| TASK DATA |
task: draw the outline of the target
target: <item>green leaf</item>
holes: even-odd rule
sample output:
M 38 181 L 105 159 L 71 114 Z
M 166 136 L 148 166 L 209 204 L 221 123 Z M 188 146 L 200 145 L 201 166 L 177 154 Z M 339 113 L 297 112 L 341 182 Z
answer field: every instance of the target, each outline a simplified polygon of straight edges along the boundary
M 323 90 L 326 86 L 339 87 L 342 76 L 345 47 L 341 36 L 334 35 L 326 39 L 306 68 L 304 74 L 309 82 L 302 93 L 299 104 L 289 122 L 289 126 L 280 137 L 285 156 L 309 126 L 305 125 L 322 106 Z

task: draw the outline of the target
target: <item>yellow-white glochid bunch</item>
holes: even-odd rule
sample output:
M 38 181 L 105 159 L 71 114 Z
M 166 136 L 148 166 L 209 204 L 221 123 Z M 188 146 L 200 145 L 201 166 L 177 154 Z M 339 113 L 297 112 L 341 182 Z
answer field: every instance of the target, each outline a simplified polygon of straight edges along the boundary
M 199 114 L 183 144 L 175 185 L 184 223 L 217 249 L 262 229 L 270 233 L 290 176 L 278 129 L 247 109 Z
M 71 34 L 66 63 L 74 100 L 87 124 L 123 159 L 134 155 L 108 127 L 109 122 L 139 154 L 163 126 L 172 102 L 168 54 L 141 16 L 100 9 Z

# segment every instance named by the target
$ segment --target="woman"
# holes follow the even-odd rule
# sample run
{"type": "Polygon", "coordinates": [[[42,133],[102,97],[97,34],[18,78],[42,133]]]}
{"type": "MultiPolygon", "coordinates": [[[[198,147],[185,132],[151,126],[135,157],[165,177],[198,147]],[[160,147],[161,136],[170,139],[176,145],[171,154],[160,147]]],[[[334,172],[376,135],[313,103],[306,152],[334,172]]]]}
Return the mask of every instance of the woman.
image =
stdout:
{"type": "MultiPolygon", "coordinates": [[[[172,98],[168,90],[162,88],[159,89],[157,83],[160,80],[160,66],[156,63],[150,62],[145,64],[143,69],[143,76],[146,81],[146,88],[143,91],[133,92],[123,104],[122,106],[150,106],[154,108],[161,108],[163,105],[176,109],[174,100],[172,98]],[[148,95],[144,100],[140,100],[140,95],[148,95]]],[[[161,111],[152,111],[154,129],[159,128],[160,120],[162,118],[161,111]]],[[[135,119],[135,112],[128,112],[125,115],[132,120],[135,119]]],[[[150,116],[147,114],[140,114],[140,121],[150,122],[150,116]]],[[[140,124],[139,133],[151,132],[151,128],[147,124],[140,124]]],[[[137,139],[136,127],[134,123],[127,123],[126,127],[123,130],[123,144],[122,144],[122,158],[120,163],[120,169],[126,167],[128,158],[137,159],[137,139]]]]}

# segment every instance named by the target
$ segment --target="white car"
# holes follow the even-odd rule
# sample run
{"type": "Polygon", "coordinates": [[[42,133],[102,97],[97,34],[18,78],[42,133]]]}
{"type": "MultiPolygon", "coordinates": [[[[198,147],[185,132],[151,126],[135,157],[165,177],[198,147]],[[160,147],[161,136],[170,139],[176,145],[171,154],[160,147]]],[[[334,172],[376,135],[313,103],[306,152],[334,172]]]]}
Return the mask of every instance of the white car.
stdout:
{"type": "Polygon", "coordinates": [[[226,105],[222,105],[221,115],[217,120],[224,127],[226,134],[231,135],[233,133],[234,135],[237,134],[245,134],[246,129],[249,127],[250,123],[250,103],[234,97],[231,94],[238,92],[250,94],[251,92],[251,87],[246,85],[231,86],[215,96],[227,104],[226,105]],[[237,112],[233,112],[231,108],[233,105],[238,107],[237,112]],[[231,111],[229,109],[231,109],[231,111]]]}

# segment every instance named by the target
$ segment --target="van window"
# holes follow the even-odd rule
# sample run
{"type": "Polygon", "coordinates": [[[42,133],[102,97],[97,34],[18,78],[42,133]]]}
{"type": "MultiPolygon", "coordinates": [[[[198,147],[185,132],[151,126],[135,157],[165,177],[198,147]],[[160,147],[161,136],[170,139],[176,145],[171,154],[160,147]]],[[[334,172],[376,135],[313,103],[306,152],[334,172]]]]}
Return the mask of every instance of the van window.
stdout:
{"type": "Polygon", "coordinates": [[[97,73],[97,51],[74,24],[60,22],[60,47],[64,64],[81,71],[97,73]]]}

| WHAT YOU HAVE TO DO |
Reproduce every entry above line for line, changing nothing.

| SOLUTION FOR THIS EXERCISE |
task: draw the outline of the target
target: <item>green leaf</item>
holes: even-odd rule
sample output:
M 38 181 L 105 159 L 71 114 Z
M 166 136 L 148 166 L 209 204 L 221 123 Z M 188 146 L 200 145 L 201 166 L 177 154 Z M 339 113 L 297 112 L 341 182 Z
answer field: every instance of the target, each outline a simplified polygon of straight edges along the boundary
M 323 90 L 326 86 L 339 87 L 342 76 L 345 47 L 341 36 L 334 35 L 326 39 L 306 68 L 304 74 L 309 82 L 302 93 L 299 104 L 289 122 L 289 126 L 280 137 L 285 156 L 309 126 L 305 125 L 322 106 Z

task: draw the outline of the target
target: <item>yellow-white glochid bunch</item>
holes: even-odd rule
sample output:
M 38 181 L 105 159 L 71 114 Z
M 166 136 L 148 166 L 209 204 L 221 123 Z M 188 146 L 200 145 L 201 166 L 177 154 Z M 339 113 L 297 112 L 341 182 Z
answer field: every instance of the target, each outline a simplified polygon of straight edges along the boundary
M 199 114 L 183 144 L 175 185 L 184 223 L 217 249 L 262 229 L 270 233 L 290 176 L 278 129 L 247 109 Z
M 71 34 L 66 63 L 74 100 L 87 124 L 123 159 L 134 155 L 108 127 L 109 122 L 139 154 L 163 126 L 172 102 L 168 54 L 141 16 L 100 9 Z

# segment every instance named by the target
$ segment --target="woman"
# holes follow the even-odd rule
# sample run
{"type": "Polygon", "coordinates": [[[42,133],[102,97],[97,34],[18,78],[42,133]]]}
{"type": "MultiPolygon", "coordinates": [[[[198,147],[185,132],[151,126],[135,157],[165,177],[198,147]],[[160,147],[161,136],[170,139],[176,145],[171,154],[160,147]]],[[[334,172],[376,135],[313,103],[306,152],[334,172]]]]}
Return the mask of every instance of the woman.
image =
stdout:
{"type": "MultiPolygon", "coordinates": [[[[172,98],[168,90],[162,88],[159,89],[157,83],[160,80],[160,66],[156,63],[150,62],[145,64],[143,69],[143,76],[146,81],[146,88],[143,91],[133,92],[123,104],[122,106],[150,106],[154,108],[161,108],[163,105],[176,109],[174,100],[172,98]],[[148,95],[144,100],[140,100],[140,95],[148,95]]],[[[161,111],[152,111],[154,129],[159,128],[160,120],[162,118],[161,111]]],[[[135,119],[135,112],[128,112],[125,115],[132,120],[135,119]]],[[[150,116],[147,114],[140,114],[140,121],[150,122],[150,116]]],[[[140,124],[139,133],[151,132],[151,128],[147,124],[140,124]]],[[[137,139],[136,127],[134,123],[127,123],[126,127],[123,130],[123,144],[122,144],[122,158],[120,163],[120,169],[126,167],[128,158],[137,159],[137,139]]]]}

# segment every instance named by the target
$ segment --target="white car"
# holes follow the even-odd rule
# sample run
{"type": "Polygon", "coordinates": [[[42,133],[102,97],[97,34],[18,78],[42,133]]]}
{"type": "MultiPolygon", "coordinates": [[[[198,147],[185,132],[151,126],[135,157],[165,177],[198,147]],[[160,147],[161,136],[170,139],[176,145],[171,154],[160,147]]],[[[334,172],[376,135],[313,103],[306,152],[334,172]]]]}
Return the mask of every instance of the white car.
stdout:
{"type": "Polygon", "coordinates": [[[226,105],[222,105],[221,115],[217,120],[224,127],[226,134],[231,135],[233,133],[234,135],[237,134],[245,134],[246,129],[249,127],[250,123],[250,103],[234,97],[231,94],[238,92],[250,94],[251,92],[251,87],[246,85],[231,86],[215,96],[227,104],[226,105]],[[237,112],[233,112],[231,108],[233,105],[238,107],[237,112]],[[231,111],[229,109],[231,109],[231,111]]]}

# segment every instance named by the target
$ segment --target="van window"
# holes follow the even-odd rule
# sample run
{"type": "Polygon", "coordinates": [[[42,133],[102,97],[97,34],[18,78],[42,133]]]}
{"type": "MultiPolygon", "coordinates": [[[[198,147],[185,132],[151,126],[135,157],[165,177],[198,147]],[[160,147],[161,136],[170,139],[176,145],[171,154],[160,147]]],[[[334,172],[376,135],[313,103],[306,152],[334,172]]]]}
Return the mask of every instance of the van window.
stdout:
{"type": "Polygon", "coordinates": [[[97,73],[97,51],[74,24],[60,22],[60,47],[64,64],[81,71],[97,73]]]}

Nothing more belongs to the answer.